#### Source excerpt:
Dear Mr. Isaäcson,
Back in Paris I read the continuation of your articles on
impressionism.
Without wanting to enter into a discussion of the details of
the subject that you have attacked, I wish to inform you that
it seems to me that you are conscientiously trying to tell our
fellow countrymen how things are, basing yourself on facts. As
it is possible that in your next article you will put a few
words about me, I will repeat my scruples, so that you will not
go beyond a few words, because it is absolutely
certain that I shall never do important things.
And this, although I believe in the possibility that a later
generation will be, and will go on being, concerned with the
interesting research on the subject of colours and modern
sentiment along the same lines as, and of equal value to, those
of Delacroix, of Puvis de Chavannes and that impressionism will
be their source, if you like, and future Dutchmen will likewise
be engaged in the struggle - all this is within the realm of
possibility and certainly your articles have their raison
d'étre.
But I was straying into vaguenesses: so here is the reason
for this letter - I wanted to let you know that in the South I
have been trying to paint some olive groves. You surely know
the existing pictures of olive trees. It seems probable to me
that there are such in Monet's and Renoir's work. But apart
from this, I have not seen anything of the work I suppose to
exist - apart from this, not much has been made of olive
trees.

#### Requirement A:
Name every painter mentioned in the letter to Mr. Isaäcson.
#### Requirement B:
In the letter to Mr. Isaäcson, swap "scruples" for "misgivings" and write out again the part that opens with the words containing "Without wanting to" and closes with "do important things.".
#### Requirement C:
Proceed with the letter to Mr. Isaäcson on impressionism and olive groves, starting after its last sentence.
The material that follows has no role in any of this.

#### Data block:

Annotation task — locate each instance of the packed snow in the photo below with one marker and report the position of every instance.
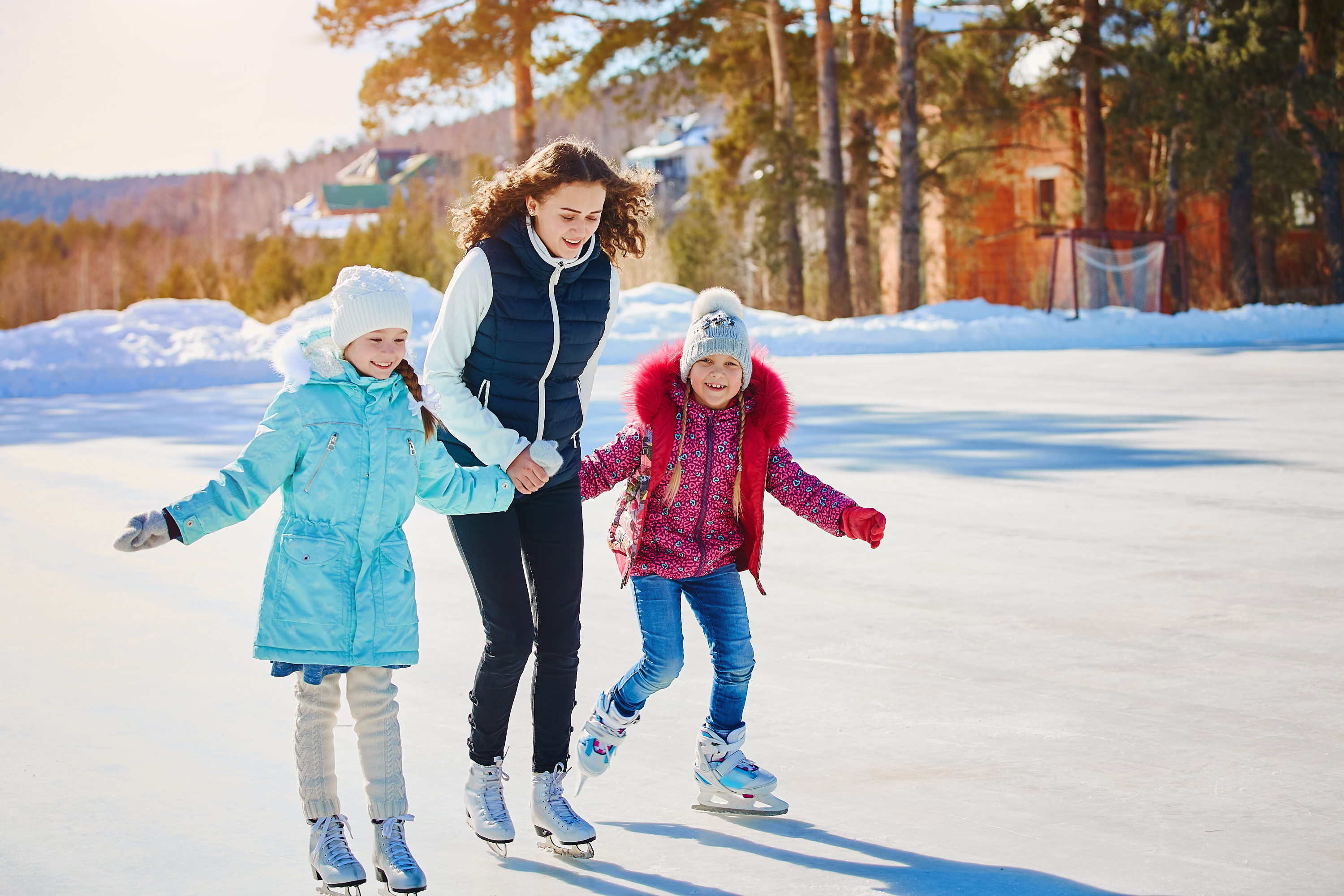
(1097, 653)
(166, 343)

#### Exercise answer A:
Delacroix, Puvis de Chavannes, Monet, Renoir

#### Exercise answer B:
Without wanting to enter into a discussion of the details of
the subject that you have attacked, I wish to inform you that
it seems to me that you are conscientiously trying to tell our
fellow countrymen how things are, basing yourself on facts. As
it is possible that in your next article you will put a few
words about me, I will repeat my misgivings, so that you will not
go beyond a few words, because it is absolutely
certain that I shall never do important things.

#### Exercise answer C:
Well, probably the day is not far off when they will paint
olive trees in all kinds of ways, just as they paint the Dutch
willows and pollard willows, just as they have painted the
Norman apple tree ever since Daubigny and Cesar de Cock. The
effect of daylight, of the sky, makes it possible to extract an
infinity of subjects from the olive tree. Now, I on my part
sought contrasting effects in the foliage, changing with the
hues of the sky. At times the whole is a pure all-pervading
blue, namely when the tree bears its pale flowers, and big blue
flies, emerald rose beetles and cicadas in great numbers are
hovering around it. Then, as the bronzed leaves are getting
riper in tone, the sky is brilliant and radiant with green and
orange, or, more often even, in autumn, when the leaves acquire
something of the violet tinges of the ripe fig, the violet
effect will manifest itself vividly through the contrasts, with
the large sun taking on a white tint within a halo of clear and
pale citron yellow. At times, after a shower, I have also seen
the whole sky coloured pink and bright orange, which gave an
exquisite value and colouring to the silvery grey-green. And in
the midst of that there were women, likewise pink, gathering
fruits.
These canvases, together with a number of flower studies,
are all that I have done since our last correspondence. These
flowers are an avalanche of roses against a green background,
and a very big bouquet of irises, violet against
a yellow background, against a pink background.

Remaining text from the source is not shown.